### STATED EXERCISE
Raise every coordinate in the answers by 17 and write out again all the lines starting with the line containing "I need to find every steam locomotive" and going on through the line containing "left=46, top=10, right=246, bottom=277". Keep the lines that ask for coordinates unchanged, including their sample coordinates, and leave the pictures out.

::::

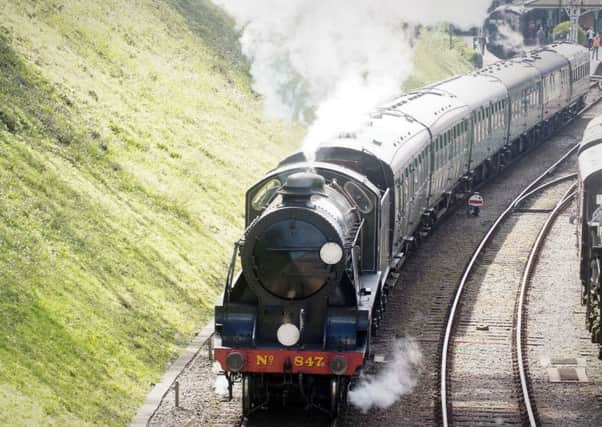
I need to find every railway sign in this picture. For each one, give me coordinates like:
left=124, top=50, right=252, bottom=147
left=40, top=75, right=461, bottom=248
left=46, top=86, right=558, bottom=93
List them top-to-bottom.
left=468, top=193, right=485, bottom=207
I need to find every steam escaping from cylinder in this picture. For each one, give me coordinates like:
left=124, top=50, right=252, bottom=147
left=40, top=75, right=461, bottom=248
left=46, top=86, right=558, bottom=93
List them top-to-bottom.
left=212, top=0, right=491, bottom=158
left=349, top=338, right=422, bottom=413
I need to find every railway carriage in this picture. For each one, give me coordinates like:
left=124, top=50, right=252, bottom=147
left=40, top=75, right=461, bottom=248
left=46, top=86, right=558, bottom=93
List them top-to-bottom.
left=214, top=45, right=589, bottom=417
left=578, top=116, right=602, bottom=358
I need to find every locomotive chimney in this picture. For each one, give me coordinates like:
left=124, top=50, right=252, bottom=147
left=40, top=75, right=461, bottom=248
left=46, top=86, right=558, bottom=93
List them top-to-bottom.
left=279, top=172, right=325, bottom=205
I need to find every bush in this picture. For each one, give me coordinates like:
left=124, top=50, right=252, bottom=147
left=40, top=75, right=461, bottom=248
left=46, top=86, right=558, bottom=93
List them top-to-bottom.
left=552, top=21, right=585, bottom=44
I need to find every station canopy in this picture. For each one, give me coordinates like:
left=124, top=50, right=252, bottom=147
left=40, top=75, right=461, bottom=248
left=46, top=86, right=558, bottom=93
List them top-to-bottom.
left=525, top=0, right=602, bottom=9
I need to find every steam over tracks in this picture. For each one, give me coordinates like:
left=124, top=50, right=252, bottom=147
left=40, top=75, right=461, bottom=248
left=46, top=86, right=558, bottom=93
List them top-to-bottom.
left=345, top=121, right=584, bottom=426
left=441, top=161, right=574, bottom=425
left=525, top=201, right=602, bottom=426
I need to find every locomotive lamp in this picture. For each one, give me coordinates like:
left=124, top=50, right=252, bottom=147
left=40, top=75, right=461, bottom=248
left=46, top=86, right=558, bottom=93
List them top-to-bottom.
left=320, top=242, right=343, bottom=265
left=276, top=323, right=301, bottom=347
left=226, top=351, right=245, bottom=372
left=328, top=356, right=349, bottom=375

::::

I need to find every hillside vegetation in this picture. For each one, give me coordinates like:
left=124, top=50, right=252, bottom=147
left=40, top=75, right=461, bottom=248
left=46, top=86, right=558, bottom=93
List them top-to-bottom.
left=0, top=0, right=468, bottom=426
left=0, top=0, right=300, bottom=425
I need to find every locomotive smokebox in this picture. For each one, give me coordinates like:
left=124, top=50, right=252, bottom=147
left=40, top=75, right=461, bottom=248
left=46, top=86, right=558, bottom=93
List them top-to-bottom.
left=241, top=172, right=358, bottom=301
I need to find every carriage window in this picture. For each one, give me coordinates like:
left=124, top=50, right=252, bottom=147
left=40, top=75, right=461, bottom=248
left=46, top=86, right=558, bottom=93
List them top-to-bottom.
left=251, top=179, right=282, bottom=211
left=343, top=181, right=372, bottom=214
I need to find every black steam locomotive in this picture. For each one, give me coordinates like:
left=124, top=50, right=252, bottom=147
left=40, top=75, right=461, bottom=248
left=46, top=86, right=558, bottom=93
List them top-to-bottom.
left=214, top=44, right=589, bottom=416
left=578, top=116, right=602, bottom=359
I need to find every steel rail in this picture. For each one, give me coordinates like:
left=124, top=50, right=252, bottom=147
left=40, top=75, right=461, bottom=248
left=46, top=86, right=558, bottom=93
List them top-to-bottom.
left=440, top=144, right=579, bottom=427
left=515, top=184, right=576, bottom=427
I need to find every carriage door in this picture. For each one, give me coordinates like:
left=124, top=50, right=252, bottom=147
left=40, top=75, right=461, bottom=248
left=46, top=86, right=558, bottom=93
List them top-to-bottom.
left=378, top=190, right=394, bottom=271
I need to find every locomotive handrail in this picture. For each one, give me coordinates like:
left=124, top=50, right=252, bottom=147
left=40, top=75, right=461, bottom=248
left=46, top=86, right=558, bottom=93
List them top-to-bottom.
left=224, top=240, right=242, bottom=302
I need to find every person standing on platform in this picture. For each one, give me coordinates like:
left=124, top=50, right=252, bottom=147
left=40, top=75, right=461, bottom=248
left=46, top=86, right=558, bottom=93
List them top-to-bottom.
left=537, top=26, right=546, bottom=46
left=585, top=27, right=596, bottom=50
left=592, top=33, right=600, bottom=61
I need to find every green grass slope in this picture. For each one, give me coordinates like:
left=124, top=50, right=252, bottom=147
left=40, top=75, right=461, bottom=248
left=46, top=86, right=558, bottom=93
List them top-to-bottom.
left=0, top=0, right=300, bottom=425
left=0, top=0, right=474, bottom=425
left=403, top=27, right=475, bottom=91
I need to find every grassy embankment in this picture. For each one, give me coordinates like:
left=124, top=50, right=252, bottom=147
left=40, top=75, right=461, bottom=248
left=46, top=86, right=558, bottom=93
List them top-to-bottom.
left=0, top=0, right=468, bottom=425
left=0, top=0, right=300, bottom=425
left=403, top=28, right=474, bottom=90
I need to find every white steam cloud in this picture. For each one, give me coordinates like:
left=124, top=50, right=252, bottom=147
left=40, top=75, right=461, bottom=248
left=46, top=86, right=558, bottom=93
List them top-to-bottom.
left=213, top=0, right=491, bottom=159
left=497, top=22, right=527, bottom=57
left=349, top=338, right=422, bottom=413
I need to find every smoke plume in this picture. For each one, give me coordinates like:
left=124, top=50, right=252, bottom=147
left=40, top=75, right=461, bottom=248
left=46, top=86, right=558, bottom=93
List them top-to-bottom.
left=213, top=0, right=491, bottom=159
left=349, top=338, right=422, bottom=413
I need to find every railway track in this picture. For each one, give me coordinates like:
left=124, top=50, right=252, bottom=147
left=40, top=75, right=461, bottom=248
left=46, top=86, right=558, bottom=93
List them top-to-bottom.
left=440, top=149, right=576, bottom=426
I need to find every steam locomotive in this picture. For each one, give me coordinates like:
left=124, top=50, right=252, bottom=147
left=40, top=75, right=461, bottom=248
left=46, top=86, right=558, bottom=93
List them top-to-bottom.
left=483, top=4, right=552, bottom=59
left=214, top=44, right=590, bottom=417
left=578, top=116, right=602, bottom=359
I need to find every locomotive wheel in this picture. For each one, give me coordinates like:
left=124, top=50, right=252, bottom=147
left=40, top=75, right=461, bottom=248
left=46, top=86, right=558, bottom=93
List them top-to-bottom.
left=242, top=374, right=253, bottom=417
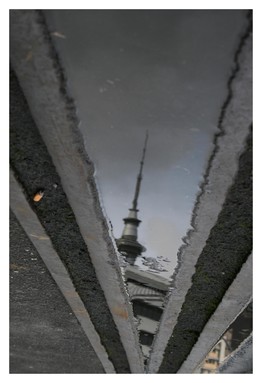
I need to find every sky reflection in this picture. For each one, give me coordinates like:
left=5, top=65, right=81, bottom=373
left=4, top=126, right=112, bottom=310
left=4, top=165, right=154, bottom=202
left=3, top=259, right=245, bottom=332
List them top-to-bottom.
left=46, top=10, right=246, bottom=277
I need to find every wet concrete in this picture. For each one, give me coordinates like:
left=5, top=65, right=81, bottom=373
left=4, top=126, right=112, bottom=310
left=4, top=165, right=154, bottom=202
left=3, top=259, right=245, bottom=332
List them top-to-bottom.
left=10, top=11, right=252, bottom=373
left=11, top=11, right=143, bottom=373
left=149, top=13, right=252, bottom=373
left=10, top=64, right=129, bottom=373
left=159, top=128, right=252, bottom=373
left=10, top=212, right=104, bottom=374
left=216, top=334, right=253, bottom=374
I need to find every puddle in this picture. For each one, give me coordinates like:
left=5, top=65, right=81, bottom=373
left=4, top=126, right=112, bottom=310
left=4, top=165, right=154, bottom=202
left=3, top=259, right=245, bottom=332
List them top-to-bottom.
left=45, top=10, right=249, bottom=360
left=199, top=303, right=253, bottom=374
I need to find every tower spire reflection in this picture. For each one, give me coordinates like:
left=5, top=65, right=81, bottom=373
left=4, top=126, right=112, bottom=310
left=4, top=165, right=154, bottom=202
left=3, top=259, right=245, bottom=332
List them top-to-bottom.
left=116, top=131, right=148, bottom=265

::::

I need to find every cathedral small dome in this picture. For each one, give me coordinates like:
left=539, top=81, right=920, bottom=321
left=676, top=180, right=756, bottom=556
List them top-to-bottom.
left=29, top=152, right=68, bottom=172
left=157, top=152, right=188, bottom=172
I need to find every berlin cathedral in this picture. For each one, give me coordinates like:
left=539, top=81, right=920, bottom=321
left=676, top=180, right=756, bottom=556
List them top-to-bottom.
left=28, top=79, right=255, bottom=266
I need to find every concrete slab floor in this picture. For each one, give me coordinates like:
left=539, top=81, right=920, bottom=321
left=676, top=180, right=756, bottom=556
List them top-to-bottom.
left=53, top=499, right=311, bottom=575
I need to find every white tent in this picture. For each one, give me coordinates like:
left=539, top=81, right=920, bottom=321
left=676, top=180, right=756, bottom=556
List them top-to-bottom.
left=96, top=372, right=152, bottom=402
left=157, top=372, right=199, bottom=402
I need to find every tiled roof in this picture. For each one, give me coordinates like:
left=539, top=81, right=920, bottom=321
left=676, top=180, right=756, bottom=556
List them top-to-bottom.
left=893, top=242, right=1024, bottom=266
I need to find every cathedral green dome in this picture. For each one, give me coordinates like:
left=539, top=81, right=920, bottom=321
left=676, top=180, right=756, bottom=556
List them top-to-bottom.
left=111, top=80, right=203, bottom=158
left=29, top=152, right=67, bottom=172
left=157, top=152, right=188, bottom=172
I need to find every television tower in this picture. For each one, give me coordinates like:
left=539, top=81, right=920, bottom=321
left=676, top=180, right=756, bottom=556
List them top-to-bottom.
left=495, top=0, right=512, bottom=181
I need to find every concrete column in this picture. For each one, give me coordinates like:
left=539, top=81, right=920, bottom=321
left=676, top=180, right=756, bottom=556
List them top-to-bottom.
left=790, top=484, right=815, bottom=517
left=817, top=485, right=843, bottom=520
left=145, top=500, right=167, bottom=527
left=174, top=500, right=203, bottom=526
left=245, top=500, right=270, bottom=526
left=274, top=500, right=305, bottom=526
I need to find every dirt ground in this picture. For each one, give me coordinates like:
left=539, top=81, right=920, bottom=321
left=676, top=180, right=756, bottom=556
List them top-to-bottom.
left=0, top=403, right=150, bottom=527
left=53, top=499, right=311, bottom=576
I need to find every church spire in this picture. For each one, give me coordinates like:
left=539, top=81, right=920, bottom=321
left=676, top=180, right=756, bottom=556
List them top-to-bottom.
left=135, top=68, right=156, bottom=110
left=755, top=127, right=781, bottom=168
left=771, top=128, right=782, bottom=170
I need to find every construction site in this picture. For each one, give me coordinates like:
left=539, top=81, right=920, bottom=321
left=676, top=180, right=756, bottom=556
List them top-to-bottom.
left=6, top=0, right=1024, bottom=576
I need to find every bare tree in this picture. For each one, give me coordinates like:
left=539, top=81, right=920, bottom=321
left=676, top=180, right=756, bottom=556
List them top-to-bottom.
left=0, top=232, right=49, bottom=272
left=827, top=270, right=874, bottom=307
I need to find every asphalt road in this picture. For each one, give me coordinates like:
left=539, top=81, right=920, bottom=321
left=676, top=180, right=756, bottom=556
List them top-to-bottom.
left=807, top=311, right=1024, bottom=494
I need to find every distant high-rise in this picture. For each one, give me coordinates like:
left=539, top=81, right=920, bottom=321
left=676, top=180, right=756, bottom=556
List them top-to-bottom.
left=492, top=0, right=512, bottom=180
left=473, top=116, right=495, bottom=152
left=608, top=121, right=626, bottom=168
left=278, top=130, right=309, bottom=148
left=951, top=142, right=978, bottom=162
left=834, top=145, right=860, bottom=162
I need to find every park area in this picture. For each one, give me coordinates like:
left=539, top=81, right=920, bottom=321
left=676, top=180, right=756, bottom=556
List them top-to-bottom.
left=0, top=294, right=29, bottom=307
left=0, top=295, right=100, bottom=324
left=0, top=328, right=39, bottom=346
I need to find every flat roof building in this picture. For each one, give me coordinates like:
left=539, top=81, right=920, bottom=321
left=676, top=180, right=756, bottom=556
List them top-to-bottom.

::::

### WRITTEN ANSWER
I need to find every steam locomotive in this picture. For each one, give me coordinates like:
left=124, top=50, right=252, bottom=147
left=40, top=75, right=461, bottom=248
left=46, top=86, right=558, bottom=93
List them top-to-bottom.
left=500, top=21, right=569, bottom=76
left=231, top=61, right=607, bottom=434
left=595, top=133, right=619, bottom=376
I need to find every locomotive wheel in this picture. For each one, give me coordinates like:
left=124, top=50, right=252, bottom=147
left=40, top=75, right=461, bottom=248
left=46, top=86, right=558, bottom=93
List them top-to-bottom.
left=259, top=391, right=270, bottom=434
I need to find every sky reflection in this picture. For each one, give me coordinates like:
left=5, top=65, right=81, bottom=373
left=4, top=126, right=112, bottom=310
left=4, top=165, right=154, bottom=202
left=3, top=259, right=245, bottom=332
List them top-to-bottom.
left=63, top=27, right=263, bottom=294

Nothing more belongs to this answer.